* start ENTRIES SHOWN *

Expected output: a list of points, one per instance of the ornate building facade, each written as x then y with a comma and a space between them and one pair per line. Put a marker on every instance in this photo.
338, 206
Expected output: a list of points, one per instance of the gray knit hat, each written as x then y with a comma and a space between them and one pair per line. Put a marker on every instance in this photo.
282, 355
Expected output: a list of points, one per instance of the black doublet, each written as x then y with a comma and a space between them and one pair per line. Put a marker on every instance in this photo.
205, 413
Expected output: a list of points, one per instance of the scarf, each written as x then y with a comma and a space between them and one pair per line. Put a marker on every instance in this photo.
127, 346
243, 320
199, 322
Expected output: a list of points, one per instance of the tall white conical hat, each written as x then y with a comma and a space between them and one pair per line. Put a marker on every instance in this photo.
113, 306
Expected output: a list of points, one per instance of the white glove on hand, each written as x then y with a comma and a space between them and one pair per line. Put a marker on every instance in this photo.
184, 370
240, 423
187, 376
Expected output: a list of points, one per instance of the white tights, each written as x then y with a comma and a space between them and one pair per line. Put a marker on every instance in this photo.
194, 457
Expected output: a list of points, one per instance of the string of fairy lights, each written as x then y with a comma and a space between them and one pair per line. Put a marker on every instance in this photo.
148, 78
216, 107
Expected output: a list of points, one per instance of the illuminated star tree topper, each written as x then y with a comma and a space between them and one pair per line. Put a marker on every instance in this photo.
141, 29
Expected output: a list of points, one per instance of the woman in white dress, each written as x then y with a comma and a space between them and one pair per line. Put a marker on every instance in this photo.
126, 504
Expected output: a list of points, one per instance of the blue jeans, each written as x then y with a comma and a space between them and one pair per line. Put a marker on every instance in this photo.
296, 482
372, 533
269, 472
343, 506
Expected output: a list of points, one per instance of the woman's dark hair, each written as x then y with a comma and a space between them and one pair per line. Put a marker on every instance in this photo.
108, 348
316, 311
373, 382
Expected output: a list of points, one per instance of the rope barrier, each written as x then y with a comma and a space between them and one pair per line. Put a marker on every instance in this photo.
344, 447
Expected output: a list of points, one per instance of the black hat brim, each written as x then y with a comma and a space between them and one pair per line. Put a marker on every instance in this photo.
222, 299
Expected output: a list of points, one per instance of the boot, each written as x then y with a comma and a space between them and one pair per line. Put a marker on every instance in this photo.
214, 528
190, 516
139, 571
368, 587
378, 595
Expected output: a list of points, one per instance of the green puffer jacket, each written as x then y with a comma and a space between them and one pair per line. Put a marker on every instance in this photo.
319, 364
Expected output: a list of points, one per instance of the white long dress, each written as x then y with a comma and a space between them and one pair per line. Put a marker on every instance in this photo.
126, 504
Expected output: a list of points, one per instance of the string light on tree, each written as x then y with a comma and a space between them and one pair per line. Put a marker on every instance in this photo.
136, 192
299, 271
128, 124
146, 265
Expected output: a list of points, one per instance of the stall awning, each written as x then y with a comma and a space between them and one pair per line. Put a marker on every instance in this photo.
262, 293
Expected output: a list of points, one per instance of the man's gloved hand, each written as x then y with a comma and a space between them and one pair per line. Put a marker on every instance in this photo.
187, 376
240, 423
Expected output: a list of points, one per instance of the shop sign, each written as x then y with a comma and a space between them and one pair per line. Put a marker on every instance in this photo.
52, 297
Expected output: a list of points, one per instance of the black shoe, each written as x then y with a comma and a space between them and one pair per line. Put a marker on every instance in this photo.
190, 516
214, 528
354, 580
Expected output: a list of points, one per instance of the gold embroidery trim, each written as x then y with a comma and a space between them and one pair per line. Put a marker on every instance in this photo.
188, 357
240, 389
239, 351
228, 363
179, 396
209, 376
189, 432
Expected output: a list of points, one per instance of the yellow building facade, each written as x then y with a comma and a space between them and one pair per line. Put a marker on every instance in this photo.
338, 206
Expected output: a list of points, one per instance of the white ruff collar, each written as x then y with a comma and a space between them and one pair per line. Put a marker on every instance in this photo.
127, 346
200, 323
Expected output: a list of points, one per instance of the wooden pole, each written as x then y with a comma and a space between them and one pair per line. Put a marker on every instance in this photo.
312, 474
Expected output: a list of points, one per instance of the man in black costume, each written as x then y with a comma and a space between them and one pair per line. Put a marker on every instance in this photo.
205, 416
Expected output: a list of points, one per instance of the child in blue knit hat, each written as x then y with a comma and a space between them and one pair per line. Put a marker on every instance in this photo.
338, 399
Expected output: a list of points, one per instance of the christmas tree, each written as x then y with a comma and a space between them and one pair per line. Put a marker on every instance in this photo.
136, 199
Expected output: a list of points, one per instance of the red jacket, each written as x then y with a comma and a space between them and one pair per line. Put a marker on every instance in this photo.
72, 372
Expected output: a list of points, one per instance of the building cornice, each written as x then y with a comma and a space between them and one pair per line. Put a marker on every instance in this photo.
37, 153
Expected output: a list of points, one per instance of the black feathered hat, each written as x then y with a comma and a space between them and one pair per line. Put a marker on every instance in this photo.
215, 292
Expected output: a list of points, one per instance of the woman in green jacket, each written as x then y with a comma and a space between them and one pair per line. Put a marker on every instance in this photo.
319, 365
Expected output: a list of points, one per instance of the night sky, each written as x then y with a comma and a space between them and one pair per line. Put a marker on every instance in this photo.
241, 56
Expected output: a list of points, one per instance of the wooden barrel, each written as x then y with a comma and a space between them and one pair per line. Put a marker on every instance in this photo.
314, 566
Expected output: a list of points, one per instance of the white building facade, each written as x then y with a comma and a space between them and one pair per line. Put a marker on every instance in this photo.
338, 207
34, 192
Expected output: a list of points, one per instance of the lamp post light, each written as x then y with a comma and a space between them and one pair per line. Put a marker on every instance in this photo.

* end ENTRIES SHOWN *

**YOUR TASK:**
Extract each entry in full, exactly as given.

**PROBLEM SOLUTION:**
Expected output: a list of points, one per instance of the ornate building facade, each written as x then y with a comma and a space between them and one pair per line. Put a marker on every instance in this photo.
338, 206
Expected output: a list of points, one per instance of the gray knit hat, each written as x then y with a comma and a space between them and one pair per line. Put a marker on every instance in this photo.
282, 355
Expected output: a list of points, one per instance of the black doublet, each written as x then y with a comma and a space between them and one pair per line. Put a marker on every instance in this photo.
205, 413
Expected output: a list of points, one per instance of the scarf, each written as x then y with a comma and a space between them and one pair per line. Put a marker on every instance in this photo.
127, 346
243, 320
199, 322
Expected output: a list of points, one per instance of the tall white conical hat, each written as x then y with a comma and a space between them and one pair per line. Put a marker on every instance in this photo.
113, 306
Expected output: a list of points, one per instance of the white glove on hand, each written as x then y with a comma and a space between them and one pair per line. Put a marker on every instance in this photo.
184, 370
240, 423
187, 376
Expected output: a list of points, one per instance of the white tights, each written as x then y with a comma and a space between them and one pair per line. Put a marker on every instance in this photo.
194, 457
Expected output: a list of points, one per instance of the string of fairy lights, each written as x then y with a comma and a space between them and one pair per line. Put a marker on every instance in this photo.
148, 78
216, 107
Expected output: a list of points, one per instance of the illuminated star tree topper, each written as x then y with a comma and a space between them and one pair per line. Put a marker on every instance in this photo.
141, 29
Expected output: a list of points, one per instance of the woman in white dress, each written as x then y with a comma and a space between them and one pair per line. Put a marker on every instance in this photo.
126, 504
Expected output: a list of points, one per instance of the blue jeans, each written as x then y with a comma and a space between them and one pair per line. Put a marker on every instance in this photo.
296, 482
372, 533
269, 472
343, 506
Expected output: a list of points, one per instance of the woman's dark hair, each written as x then y with a comma and a space between them and one pair per line. Put a marker on every instance in this photo.
108, 348
316, 311
373, 382
Expected output: a list of points, one per instance of the rope barrier, each written as x then y with a comma and a space between them and one pair per line. Put a marker on every instance in this photo.
344, 447
Expected output: a list of points, one per instance of the black hat brim, each written as x then y with a comma and a space between them and one pair per line. Put a marker on every instance in this photo.
222, 299
Expected output: a list of points, one per instance of the boot, each written as x then y with a comma and a space between them and one pair per line. Put a marker on every instance in this photo.
214, 528
190, 516
139, 571
368, 587
378, 595
Expected output: a list of points, one per instance of the green puffer jacket, each written as x then y with a comma and a space between them and one pair per line. Put a marker on every instance in this photo.
319, 364
Expected output: a list of points, one per instance of the white long dress, each written as x then y with a comma and a space between them and one pair per line. Put a marker on every instance in this photo.
126, 504
Expected output: a list of points, one per instance of the string light on tree, each written as x then y with a comma and a space between them and one pair per line. Put a marker on every instance in this photo.
136, 192
299, 271
128, 124
146, 265
Expected output: a list of points, one per instance of the stall awning, each written as x then y with a comma and a space between them and one pair per line. Put a marker on every instance in this photo.
262, 293
Expected output: a list of points, one per instance of the man's gloved hand, each written as x then y with a comma and a space between them and one pair per line. Put a marker on every instance in this photo.
187, 376
240, 423
Expected output: a list of points, one per instance of the shop sign, each written as x then y with a comma and a space between them and one pair per line. Put a marker on every instance in this photo.
52, 297
Expected output: a list of points, one per instance of the black shoe, each written as x then y with a comma and a space between them and one pair per line. Put a marker on every instance in this photo.
190, 516
214, 528
354, 580
Expected output: a list of points, one per instance of the gold embroidery trim, each written as x then y with a comma and a space between them and one pair per line. Put a marker on every instance in this photo.
188, 357
240, 389
239, 351
228, 363
179, 396
209, 376
189, 432
Expected output: a list of points, one per instance of the yellow building facade, each written as x then y with a comma and a space between them and one pair per line. Put a marker on every instance in this photo.
338, 206
Expected output: a list of points, one per instance of the white ruff collar, each written as x then y with a comma and a space between them and one pair per line. Put a marker on every instance in this photo.
127, 346
200, 323
Expected output: a list of points, one per instance of the wooden pole, each written as x then y with a comma and a space between them and one pair per line. Put a marker on every instance in this photo.
312, 474
Expected output: a list of points, one per instance of the man in black costume, each written as x then y with a comma and a space between them and one pair per line. Put a marker on every instance in this photo.
205, 416
Expected output: a list of points, one per instance of the child in blue knit hat, each written as x then y with a comma and a space between them and one pair per line. Put a marker on every instance in this photo.
338, 399
Expected output: a list of points, one per instance of the christmas tree, each written as x then y with a comma and a space between them and one pair per line. Put a marker on every instance in this photo.
136, 199
Expected output: a list of points, one per instance of the red jacket, each written as x then y with a comma and a space between them and one pair per line. Put a marker on every instance in this photo.
72, 372
Expected output: a list of points, one per instance of the building cornice, each written as x then y with a comma and a space between them and one pair per line. Put a marker on every instance in this photo.
37, 153
Expected output: a list of points, one per instance of the black feathered hat, each written as x then y with a comma and a space between them and one pair per line. Put a marker on every instance in this photo.
215, 292
Expected output: a list of points, one per instance of the woman in green jacket, each written as x then y with a comma and a space between them and one pair per line. Put a marker on every instance in this photo.
319, 365
Expected output: a list of points, one per instance of the night sky, each written as x then y with a comma and a space between them and one pair per line. Put a marker on every instance in this photo.
241, 56
Expected output: a list of points, one per instance of the wooden barrel, each written as x then y with a comma and a space between them and one pair per line. Put a marker on every instance in this photo.
314, 566
Expected output: a list of points, one per instance of the white building facade, each written as x then y with a comma and a space between them and one pair per line. Put a marker on every instance in this photo.
338, 207
34, 192
Expected output: a list of points, one per instance of the lamp post light, each written as x then y with a comma and a space between them and one pair per line. Put a marker on every instance in this photo.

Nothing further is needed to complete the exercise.